*Aim*:
Reproduce all of the material below word for word, but leave out the pictures.

*Data for the task*:
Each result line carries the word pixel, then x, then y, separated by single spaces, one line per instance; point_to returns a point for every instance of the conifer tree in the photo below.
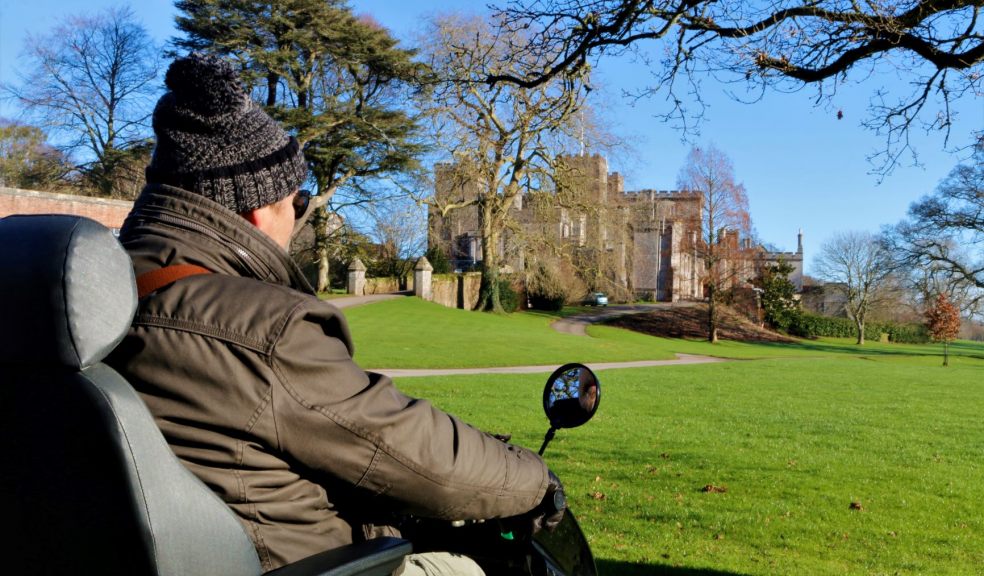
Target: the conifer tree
pixel 338 81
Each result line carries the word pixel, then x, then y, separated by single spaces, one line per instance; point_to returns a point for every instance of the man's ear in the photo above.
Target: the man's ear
pixel 252 217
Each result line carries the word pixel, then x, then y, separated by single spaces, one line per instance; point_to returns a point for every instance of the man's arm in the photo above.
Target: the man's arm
pixel 335 418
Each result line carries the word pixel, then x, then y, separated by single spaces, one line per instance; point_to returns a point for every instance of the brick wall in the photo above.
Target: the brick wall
pixel 109 213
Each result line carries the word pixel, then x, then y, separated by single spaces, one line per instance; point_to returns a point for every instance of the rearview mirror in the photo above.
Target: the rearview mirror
pixel 571 396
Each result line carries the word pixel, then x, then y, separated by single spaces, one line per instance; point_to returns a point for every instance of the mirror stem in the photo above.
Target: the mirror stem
pixel 546 439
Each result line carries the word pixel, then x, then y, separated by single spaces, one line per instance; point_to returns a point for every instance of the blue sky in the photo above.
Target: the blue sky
pixel 802 167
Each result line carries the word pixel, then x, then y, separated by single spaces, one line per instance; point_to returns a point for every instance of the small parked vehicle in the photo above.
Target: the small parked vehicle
pixel 596 299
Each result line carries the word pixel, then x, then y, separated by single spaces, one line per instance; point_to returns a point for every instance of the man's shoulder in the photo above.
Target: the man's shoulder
pixel 247 311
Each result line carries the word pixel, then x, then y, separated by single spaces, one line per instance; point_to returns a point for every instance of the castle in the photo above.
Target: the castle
pixel 641 242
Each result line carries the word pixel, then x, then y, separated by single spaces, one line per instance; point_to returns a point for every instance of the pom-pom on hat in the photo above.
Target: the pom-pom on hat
pixel 212 139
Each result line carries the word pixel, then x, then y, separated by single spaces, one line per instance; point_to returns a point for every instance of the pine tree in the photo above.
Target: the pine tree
pixel 339 82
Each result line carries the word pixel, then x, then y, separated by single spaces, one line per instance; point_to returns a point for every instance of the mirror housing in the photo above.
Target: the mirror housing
pixel 571 396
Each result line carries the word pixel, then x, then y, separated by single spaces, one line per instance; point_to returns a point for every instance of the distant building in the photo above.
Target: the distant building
pixel 648 237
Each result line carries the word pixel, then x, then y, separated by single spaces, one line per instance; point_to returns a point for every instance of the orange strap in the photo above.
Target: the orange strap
pixel 154 280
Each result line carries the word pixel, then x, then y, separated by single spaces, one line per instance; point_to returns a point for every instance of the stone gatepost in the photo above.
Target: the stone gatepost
pixel 422 279
pixel 357 278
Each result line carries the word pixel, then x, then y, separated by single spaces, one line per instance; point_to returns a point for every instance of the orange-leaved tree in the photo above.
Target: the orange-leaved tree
pixel 943 322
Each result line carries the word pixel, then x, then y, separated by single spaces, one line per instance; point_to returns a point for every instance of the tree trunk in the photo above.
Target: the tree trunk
pixel 711 314
pixel 321 238
pixel 488 294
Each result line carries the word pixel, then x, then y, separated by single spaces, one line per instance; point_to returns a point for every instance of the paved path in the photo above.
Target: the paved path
pixel 571 325
pixel 680 359
pixel 349 301
pixel 576 324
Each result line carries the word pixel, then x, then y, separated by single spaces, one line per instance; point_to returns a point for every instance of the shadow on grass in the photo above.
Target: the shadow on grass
pixel 616 568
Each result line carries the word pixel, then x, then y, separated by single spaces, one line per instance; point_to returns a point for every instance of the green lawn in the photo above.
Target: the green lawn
pixel 794 442
pixel 411 333
pixel 794 434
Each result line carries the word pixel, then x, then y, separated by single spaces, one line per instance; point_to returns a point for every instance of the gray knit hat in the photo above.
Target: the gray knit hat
pixel 212 139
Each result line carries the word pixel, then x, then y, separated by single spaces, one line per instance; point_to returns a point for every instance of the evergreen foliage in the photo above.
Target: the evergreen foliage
pixel 339 82
pixel 777 296
pixel 807 325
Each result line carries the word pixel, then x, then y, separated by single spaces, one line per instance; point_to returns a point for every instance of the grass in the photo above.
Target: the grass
pixel 411 333
pixel 792 434
pixel 792 441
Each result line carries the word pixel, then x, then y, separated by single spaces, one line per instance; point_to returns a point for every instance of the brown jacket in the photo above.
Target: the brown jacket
pixel 251 379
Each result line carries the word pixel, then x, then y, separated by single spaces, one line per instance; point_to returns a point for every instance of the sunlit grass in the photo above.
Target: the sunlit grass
pixel 410 333
pixel 792 442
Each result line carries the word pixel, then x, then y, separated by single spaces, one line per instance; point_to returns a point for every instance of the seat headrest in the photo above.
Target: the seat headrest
pixel 67 292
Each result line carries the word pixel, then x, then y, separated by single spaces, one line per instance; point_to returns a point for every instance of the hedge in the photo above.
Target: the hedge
pixel 812 326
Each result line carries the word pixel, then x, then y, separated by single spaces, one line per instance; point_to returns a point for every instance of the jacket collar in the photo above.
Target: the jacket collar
pixel 169 225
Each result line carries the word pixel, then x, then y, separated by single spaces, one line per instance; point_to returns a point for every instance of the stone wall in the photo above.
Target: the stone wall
pixel 456 290
pixel 385 285
pixel 109 213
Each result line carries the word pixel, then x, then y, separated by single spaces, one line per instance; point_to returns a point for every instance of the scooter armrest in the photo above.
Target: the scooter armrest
pixel 377 557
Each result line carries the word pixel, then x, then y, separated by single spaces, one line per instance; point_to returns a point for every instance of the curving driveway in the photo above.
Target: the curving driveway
pixel 571 325
pixel 408 373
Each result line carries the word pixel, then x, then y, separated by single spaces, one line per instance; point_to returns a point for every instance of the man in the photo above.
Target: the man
pixel 250 376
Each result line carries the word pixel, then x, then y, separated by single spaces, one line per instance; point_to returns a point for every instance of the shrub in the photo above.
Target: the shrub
pixel 546 290
pixel 439 260
pixel 508 296
pixel 813 326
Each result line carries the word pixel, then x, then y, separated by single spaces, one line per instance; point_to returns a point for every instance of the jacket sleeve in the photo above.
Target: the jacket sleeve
pixel 355 426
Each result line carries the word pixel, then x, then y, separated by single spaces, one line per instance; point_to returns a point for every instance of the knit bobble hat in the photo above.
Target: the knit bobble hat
pixel 212 139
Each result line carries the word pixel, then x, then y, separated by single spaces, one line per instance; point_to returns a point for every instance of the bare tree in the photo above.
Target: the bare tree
pixel 724 221
pixel 860 265
pixel 91 82
pixel 399 230
pixel 501 140
pixel 28 161
pixel 943 237
pixel 937 46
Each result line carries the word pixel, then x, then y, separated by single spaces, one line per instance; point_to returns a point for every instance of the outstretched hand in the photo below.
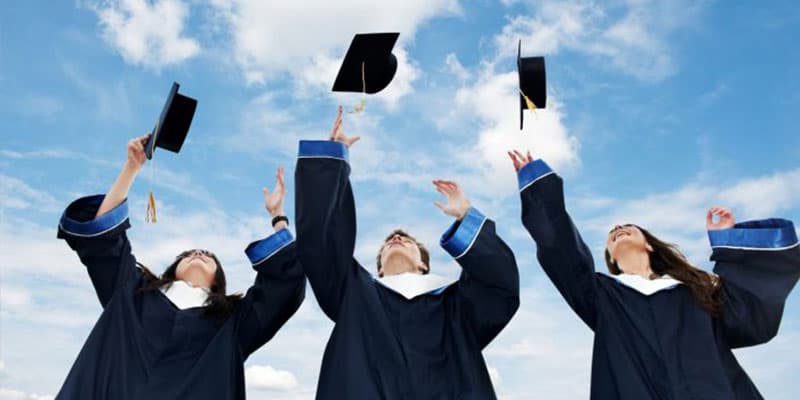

*Written response*:
Each result line carries the word pixel, then x, then y, separated by single spaces, one line per instance; point_to returns a point for every instance of the conifer tree in the photo below.
Target: the conifer tree
pixel 338 81
Each result line carries the word pixel, then x, then y, separated by single spaces, one line per instance; point_to returns a point for every instance of the man's ear in the photo above.
Target: the man's ear
pixel 252 217
Each result line carries the word pixel, then x, then y, separated by single spaces, one line per instance; point_to returns a point for every instance of the man's arm in the photo above.
Target: the man's arm
pixel 335 418
Each result line carries the word pixel, then x, then y, separated by single spaces, one line per instance; point_to returns a point for every instance of the brick wall in the photo above.
Target: the brick wall
pixel 109 213
Each result line carries the word pixel, then x, then y, separated by single spaces, one line per instance; point_to returns a point for every instance of the rearview mirror in the photo above.
Target: the rearview mirror
pixel 571 396
Each result line carries the word pixel, then x, then y, separated by single spaces, one line per instance; point_to returns a point for every instance of the mirror stem in the photo above.
Target: the mirror stem
pixel 546 439
Each result line carries the word pixel, then x, then y, separated by single spaces, one line per instance; point_to returns a point for every instance of the blue sky in the photo above.
Target: the blue sky
pixel 802 167
Each result line carries the word pixel, then x, then y, separated by single spaces, one line per instance; point_to returns a point for every instance of the small parked vehicle in the photo above.
Target: the small parked vehicle
pixel 596 299
Each result line carries the word pixel, then x, then y, separated by single spaces, one line per instance; point_to returns a point for every instance of the man's shoulder in the photo above.
Target: the man's shoulder
pixel 247 311
Each result line carries the word pixel, then x, then y, separated by single spaces, one line per instance; point_to returns a point for every instance of the castle in the photo above.
Target: the castle
pixel 641 242
Each result line carries the word pixel, then x, then y, separated by single spaces, one line per instance; point_to returns a point for every instance of the pom-pom on hat in the photo above.
Target: the pom-pom on hat
pixel 212 139
Each result line carries the word pixel, then x, then y, separated by single spaces, one line per instance; point_to returns a point for every instance of the pine tree in the photo above.
Target: the pine tree
pixel 339 82
Each result line carries the word pixel, then x, then y, separated by single spaces, one line per instance; point_to returns a point for every instance of the mirror housing in the photo above.
Target: the mirror housing
pixel 571 396
Each result line carries the word pixel, then x, then y, separated by single spaces, one line per instance; point_to returns a point for every instance of the distant building in the photo above.
Target: the distant building
pixel 648 237
Each result line carries the word pixel, then x, then y, separated by single spaces, one line per instance; point_to returns a point for every instance of the orange strap in the photo above.
Target: the orange strap
pixel 154 280
Each result line carries the word pixel, then x, then y, separated by single spaces, one line per instance; point_to returns a point for every instance of the stone gatepost in the photo above.
Target: the stone gatepost
pixel 422 279
pixel 357 278
Each result line carries the word pixel, then x, then y, separated by single spaces, one line per instance; point_to returns a point for every instance of the orange-leaved tree in the photo above.
Target: the orange-leaved tree
pixel 943 322
Each result line carries the word pixel, then x, then y, separated by single spaces, one line per instance; point_to returns a point for every instance of the tree trunk in the photo above.
Target: the tree trunk
pixel 711 314
pixel 321 238
pixel 488 294
Each result line carries the word pixel, then x, then y, separated by single spaces, one line per instance; point_to returns a point for every instance of the paved path in the photo above.
Target: the paved path
pixel 571 325
pixel 680 359
pixel 349 301
pixel 576 324
Each result line carries the word pixel, then x, then y, separated by single spaces, one line per instance; point_to returns a point for every instance of the shadow on grass in the photo above.
Target: the shadow on grass
pixel 616 568
Each result line carries the word pixel, then x, then y, separated by single spaces, one line per instance; point_to returns a point for every instance of the green lawn in the photo above.
Target: the green lawn
pixel 794 442
pixel 411 333
pixel 794 434
Each result line carries the word pixel, then x, then y, separated by single spaces, one line per instance; point_to returns a point for every instance of the gray knit hat in the photo above.
Target: the gray knit hat
pixel 212 139
Each result line carries the word pixel, then x, then y, separated by single spaces, one line per instance; point_to returns a point for every instance of the evergreen foliage in the photo above.
Target: the evergreen foliage
pixel 339 82
pixel 777 296
pixel 807 325
Each result line carries the word pixel, then x, then y, separated by single spaces, one line per instance; point_to returns a point for every instance of the grass in the photo above.
Target: the grass
pixel 411 333
pixel 792 434
pixel 792 441
Each result line carries the word pixel, then x, then y, separated by single spaces, one line per instance; point_to returns a point for every instance of the brown jacket in the photo above.
Target: the brown jacket
pixel 251 379
Each result line carries the word pixel, then x, then y, separated by single spaces, one line per instance; point_to returns a point for every instance of the sunlit grass in the photo above.
Target: the sunlit grass
pixel 410 333
pixel 792 442
Each result line carries the word pixel, then x, then y, separated by single spaces, one line per instance; point_to returns a point for every instance of the seat headrest in the photo above.
Target: the seat headrest
pixel 67 292
Each result line carries the word pixel, then x, then y, separated by single spaces, one line per instance; point_to returns a point for every instance of the hedge in the photo above.
Target: the hedge
pixel 812 326
Each result line carries the word pixel, then x, then y, separated by single spaces, one line per instance; point_to returns a point for every instance of the jacket collar in the photo above.
Target: the jacket collar
pixel 169 225
Each result line carries the word pixel, then x, then y, separated by single spaces, one line per instance; point_to returns a point for every instance of the stone wall in the photo above.
Target: the stone wall
pixel 456 290
pixel 385 285
pixel 109 213
Each result line carries the word pixel, then x, then y, separated by single spaces, one line per instance; point_to returns a point for every instance of the scooter armrest in the photo above.
Target: the scooter armrest
pixel 377 557
Each result line carries the word pixel, then x, then y, separated by single spaces, one line per instance; point_to returns a point for every instance of the curving driveway in the photo above.
Target: the curving driveway
pixel 571 325
pixel 408 373
Each result line carries the word pixel, then x, then y, separated by single spaces, one line per instance; point_to returns a point for every instance of the man in the photo above.
Target: the man
pixel 250 376
Each result line carries the word pixel, then x, then y, separated by single spaces, one line per instance; point_to returns a point for every instance of the shrub in the photo above.
Target: the shrub
pixel 546 290
pixel 439 260
pixel 508 296
pixel 813 326
Each result line carries the word pixel, then x, then y, separated by single spaces, one line per instance; point_to returns a point for every instance of the jacket sleeve in the photo above.
Target: the jacket sleeve
pixel 355 426
Each result line carries the word pixel, then x, then y, separated by single spaces, one line per instance; point_to returns a point for every instance of the knit bobble hat in the photo above.
Target: the knit bobble hat
pixel 212 139
Each result line carries the word pixel, then x, then y, separated by single spaces, one line per instance; point_to returns a point for every instance of the bare tree in the photo above.
Target: the bare tree
pixel 724 221
pixel 860 265
pixel 91 82
pixel 399 230
pixel 501 140
pixel 28 161
pixel 943 237
pixel 937 46
Each result line carries the word pixel, then x, then y, separated by single spaces, one line per instance; point_to returns a point for every instance of the outstretched hand in the photo below.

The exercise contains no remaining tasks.